Objective — Please copy the material below from the line with "Does the image above contain any conservatory roof?" up to and including the line with "480, 135, 663, 262", substituting "deciduous tree" for "leafy tree" and leaving everything else unchanged.

Records to use —
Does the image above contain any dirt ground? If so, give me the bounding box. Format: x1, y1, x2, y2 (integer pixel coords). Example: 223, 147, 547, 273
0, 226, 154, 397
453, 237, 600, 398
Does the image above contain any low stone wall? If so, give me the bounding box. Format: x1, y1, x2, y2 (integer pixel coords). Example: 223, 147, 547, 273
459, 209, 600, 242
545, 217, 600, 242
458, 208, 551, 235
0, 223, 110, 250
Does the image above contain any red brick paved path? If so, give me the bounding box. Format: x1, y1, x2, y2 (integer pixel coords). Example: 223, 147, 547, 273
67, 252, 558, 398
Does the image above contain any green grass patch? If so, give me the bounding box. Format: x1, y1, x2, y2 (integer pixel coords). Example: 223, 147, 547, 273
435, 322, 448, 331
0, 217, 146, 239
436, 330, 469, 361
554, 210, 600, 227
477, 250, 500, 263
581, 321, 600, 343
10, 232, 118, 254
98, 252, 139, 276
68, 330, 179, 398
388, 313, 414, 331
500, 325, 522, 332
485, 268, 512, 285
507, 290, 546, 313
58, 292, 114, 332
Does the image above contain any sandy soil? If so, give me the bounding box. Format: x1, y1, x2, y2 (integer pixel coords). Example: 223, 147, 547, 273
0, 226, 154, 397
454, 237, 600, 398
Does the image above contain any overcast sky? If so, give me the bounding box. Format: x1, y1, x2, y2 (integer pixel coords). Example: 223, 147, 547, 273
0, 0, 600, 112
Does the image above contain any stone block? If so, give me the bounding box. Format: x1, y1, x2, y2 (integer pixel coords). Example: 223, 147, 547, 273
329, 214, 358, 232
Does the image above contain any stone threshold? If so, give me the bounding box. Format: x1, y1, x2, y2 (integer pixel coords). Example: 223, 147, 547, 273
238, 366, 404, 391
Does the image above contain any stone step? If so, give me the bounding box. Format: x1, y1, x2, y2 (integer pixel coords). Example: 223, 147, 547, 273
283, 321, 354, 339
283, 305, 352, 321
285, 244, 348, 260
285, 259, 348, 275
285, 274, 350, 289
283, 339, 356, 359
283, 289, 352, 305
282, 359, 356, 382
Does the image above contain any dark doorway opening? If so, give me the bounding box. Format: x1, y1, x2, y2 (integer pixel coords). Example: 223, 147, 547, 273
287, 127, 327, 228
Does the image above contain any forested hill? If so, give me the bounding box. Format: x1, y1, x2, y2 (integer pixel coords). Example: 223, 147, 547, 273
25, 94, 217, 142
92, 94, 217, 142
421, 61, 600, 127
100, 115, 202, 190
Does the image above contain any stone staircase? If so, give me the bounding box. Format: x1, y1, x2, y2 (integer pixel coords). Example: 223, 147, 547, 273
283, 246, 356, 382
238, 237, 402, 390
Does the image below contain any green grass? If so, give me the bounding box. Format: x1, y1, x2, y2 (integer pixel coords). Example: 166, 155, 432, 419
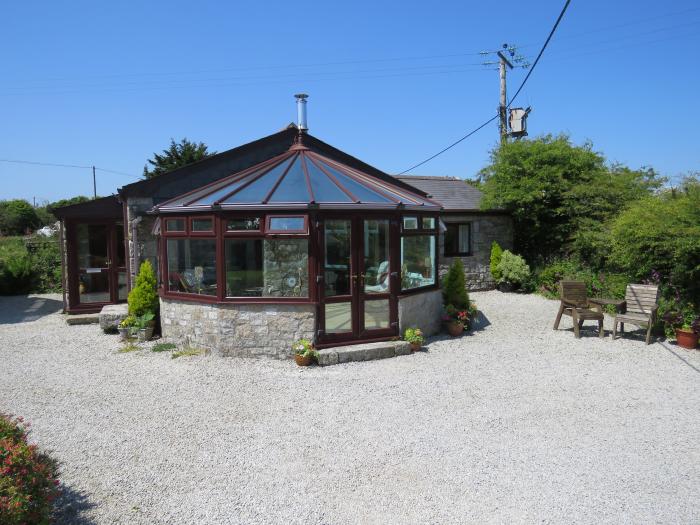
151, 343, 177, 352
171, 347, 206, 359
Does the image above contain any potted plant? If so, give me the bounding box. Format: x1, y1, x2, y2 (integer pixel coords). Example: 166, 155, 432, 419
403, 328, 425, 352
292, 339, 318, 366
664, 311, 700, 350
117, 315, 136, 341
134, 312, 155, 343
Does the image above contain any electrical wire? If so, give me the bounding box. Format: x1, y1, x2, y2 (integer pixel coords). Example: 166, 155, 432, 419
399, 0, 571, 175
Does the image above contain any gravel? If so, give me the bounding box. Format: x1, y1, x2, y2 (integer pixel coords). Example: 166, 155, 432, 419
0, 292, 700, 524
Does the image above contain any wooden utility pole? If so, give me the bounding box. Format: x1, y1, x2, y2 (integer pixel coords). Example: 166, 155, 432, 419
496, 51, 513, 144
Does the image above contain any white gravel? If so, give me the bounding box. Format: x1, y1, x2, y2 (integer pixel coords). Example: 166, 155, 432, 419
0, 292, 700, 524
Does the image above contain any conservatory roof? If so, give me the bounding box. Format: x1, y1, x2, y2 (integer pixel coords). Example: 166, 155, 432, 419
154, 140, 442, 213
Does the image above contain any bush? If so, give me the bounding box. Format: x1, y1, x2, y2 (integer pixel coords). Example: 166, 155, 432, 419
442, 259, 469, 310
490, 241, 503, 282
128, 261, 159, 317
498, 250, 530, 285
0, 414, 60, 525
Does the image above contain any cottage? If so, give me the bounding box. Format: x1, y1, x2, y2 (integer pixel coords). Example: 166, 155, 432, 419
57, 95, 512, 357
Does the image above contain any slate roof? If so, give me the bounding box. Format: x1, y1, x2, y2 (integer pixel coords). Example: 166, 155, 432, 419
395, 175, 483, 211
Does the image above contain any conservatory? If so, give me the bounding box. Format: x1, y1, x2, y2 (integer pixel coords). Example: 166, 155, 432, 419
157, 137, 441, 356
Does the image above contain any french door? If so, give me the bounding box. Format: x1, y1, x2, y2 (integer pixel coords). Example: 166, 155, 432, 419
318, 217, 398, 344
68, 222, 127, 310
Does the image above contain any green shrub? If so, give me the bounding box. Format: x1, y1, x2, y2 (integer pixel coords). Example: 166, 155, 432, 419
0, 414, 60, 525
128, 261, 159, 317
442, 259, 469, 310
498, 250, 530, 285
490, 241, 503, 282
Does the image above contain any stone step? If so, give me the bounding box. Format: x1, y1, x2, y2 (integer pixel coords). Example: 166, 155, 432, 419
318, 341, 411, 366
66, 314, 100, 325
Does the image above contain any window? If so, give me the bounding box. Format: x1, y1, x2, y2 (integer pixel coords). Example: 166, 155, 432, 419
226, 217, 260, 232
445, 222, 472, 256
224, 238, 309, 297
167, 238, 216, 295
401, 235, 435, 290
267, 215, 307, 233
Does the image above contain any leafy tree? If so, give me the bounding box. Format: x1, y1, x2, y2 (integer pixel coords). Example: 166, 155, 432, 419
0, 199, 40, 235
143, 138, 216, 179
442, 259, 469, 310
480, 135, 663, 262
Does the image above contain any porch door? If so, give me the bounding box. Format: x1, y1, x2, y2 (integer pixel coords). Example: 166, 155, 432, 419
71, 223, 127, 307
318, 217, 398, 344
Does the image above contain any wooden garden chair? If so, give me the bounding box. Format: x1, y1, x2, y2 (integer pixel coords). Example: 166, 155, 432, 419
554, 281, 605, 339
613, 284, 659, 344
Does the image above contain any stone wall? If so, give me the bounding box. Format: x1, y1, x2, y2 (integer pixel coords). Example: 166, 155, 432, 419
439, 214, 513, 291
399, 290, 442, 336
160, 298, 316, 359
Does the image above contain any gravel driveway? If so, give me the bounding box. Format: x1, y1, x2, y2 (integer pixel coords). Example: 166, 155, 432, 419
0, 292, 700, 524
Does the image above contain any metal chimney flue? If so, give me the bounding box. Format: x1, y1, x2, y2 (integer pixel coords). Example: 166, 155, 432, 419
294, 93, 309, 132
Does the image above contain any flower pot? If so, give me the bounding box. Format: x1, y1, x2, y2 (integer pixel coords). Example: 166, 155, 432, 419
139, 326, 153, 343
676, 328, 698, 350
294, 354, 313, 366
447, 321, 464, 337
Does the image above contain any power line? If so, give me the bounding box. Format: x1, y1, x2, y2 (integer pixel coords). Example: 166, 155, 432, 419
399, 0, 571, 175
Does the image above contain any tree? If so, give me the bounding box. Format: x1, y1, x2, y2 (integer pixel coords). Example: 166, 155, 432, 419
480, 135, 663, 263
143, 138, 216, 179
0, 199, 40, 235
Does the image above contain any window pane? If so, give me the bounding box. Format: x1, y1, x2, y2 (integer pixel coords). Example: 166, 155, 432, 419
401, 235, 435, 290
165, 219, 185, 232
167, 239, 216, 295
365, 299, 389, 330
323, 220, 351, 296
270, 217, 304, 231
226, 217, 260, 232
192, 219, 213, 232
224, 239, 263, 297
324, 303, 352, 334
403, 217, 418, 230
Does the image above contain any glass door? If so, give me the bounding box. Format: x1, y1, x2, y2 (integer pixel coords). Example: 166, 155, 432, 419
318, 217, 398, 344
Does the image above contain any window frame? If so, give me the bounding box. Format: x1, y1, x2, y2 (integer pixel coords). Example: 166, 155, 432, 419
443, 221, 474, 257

--

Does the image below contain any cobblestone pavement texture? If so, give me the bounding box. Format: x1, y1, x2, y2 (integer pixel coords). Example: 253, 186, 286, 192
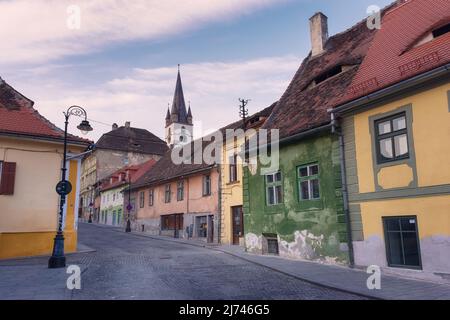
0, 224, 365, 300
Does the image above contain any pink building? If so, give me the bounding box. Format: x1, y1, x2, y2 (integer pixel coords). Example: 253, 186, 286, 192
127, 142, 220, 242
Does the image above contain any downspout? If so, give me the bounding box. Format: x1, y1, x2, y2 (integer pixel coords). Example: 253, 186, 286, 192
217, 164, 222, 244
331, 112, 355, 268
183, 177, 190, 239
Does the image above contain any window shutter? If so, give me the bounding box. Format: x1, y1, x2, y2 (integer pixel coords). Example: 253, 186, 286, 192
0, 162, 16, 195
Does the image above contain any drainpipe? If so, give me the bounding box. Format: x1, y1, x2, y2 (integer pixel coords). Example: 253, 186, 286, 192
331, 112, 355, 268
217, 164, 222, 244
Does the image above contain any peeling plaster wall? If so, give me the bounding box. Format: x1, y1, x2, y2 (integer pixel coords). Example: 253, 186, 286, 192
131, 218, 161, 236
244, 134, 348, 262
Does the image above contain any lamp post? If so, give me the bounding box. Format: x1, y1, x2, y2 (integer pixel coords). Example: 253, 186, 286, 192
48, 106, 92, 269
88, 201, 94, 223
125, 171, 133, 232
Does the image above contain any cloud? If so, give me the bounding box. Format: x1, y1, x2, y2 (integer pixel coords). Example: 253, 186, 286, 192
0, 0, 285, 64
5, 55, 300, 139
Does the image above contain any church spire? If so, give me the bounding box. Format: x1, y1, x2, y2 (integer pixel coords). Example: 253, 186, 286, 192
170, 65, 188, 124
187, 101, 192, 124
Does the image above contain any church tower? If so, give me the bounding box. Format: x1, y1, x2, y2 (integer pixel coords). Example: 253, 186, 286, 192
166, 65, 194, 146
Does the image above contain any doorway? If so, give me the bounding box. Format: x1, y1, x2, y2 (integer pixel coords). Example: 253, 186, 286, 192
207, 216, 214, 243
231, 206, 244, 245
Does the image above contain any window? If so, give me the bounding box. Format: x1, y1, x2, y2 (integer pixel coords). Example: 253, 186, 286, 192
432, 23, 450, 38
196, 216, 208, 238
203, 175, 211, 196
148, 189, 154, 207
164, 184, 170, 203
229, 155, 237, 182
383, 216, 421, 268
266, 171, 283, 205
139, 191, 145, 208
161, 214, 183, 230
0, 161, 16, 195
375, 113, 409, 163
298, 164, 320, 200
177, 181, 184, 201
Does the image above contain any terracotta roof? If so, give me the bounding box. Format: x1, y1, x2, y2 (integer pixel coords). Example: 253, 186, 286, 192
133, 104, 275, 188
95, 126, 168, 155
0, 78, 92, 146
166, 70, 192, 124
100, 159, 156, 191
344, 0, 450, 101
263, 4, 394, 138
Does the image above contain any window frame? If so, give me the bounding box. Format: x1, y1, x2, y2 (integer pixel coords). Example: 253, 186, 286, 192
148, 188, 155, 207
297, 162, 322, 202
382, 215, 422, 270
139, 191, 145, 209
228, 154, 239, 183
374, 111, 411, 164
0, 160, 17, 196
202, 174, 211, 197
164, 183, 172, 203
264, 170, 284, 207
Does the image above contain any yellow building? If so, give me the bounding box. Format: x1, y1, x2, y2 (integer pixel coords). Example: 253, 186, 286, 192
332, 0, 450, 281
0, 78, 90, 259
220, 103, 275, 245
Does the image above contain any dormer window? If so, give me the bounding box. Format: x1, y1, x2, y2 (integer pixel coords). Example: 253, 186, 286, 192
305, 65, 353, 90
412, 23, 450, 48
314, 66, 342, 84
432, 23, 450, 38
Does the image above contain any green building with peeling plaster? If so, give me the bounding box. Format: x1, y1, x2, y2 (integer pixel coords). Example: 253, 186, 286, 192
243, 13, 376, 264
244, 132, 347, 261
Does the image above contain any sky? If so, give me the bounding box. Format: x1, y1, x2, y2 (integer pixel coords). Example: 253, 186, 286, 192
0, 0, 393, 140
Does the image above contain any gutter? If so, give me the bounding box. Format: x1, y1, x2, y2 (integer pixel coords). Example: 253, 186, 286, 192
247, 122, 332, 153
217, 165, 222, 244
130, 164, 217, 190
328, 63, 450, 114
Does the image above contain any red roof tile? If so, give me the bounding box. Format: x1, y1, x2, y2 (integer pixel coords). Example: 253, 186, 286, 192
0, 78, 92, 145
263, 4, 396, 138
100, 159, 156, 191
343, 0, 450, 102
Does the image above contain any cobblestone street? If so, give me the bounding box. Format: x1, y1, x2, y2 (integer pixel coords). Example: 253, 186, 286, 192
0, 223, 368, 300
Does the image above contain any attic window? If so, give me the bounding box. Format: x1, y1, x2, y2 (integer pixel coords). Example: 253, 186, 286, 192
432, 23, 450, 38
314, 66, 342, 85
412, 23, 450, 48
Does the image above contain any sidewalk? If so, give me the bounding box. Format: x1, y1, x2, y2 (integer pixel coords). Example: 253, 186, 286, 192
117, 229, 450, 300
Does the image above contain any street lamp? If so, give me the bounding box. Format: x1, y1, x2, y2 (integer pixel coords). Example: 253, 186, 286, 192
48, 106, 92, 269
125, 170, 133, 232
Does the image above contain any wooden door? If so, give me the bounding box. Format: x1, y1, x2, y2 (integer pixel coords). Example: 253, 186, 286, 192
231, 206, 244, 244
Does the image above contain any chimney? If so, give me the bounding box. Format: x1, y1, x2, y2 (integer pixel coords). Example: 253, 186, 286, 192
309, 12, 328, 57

Result of this exercise —
Does the image above contain any conservatory roof? If so, give me the bounding box. Format: x1, y1, x2, y2 (integer pixel coords). Example: 166, 155, 432, 419
154, 140, 442, 213
Does the image above contain any bush? If so, give me the bounding box. Format: x1, y1, x2, y2 (integer pixel coords). Example: 166, 155, 432, 419
442, 259, 469, 310
490, 241, 503, 282
128, 261, 159, 317
498, 250, 530, 285
0, 414, 60, 525
Does the image above contain any cottage? If so, give me the bounding box. Format: x1, y1, x2, y2 (integer pixel coords). Example: 166, 155, 432, 419
57, 95, 512, 357
Does the image above contain any slate roof? If so, give me the bounding box. Format: x1, y1, x2, y2 (integer pixel coords). Example: 166, 155, 432, 419
395, 175, 483, 211
Does the image above contain any conservatory? If so, give me the bounding box. Format: x1, y1, x2, y2 (integer pixel coords). Example: 166, 155, 432, 419
157, 137, 441, 356
Does the image above contain any french door? If so, give me the bounding box. Format: x1, y1, x2, y2 (integer pixel coords). Example: 166, 155, 432, 419
318, 217, 398, 344
68, 222, 127, 310
Does the image above contain any green shrub? If so, give me the bounding box. Format: x1, y1, x2, y2 (integer pixel coords). Example: 166, 155, 432, 419
0, 414, 60, 525
128, 261, 159, 317
442, 259, 469, 310
498, 250, 530, 285
490, 241, 503, 282
Does the image above contain any stone step? If so, give me the bounding box. Format: x1, y1, x2, y2 (integer pixel coords). Example: 166, 155, 432, 419
318, 341, 411, 366
66, 314, 100, 325
Does the image above contain any window? If so, give me the bounding box. Format: x1, y1, x2, y2 (integer pixel coords). Example: 166, 155, 432, 419
226, 217, 260, 232
445, 222, 472, 256
224, 238, 309, 297
167, 238, 216, 295
401, 235, 435, 290
267, 215, 307, 233
Does the image above contain any deciduous tree? If so, give me the bounding box. Format: x1, y1, x2, y2 (integer pixel coords). Example: 166, 155, 432, 419
0, 199, 40, 235
143, 138, 216, 179
442, 259, 469, 310
480, 135, 663, 262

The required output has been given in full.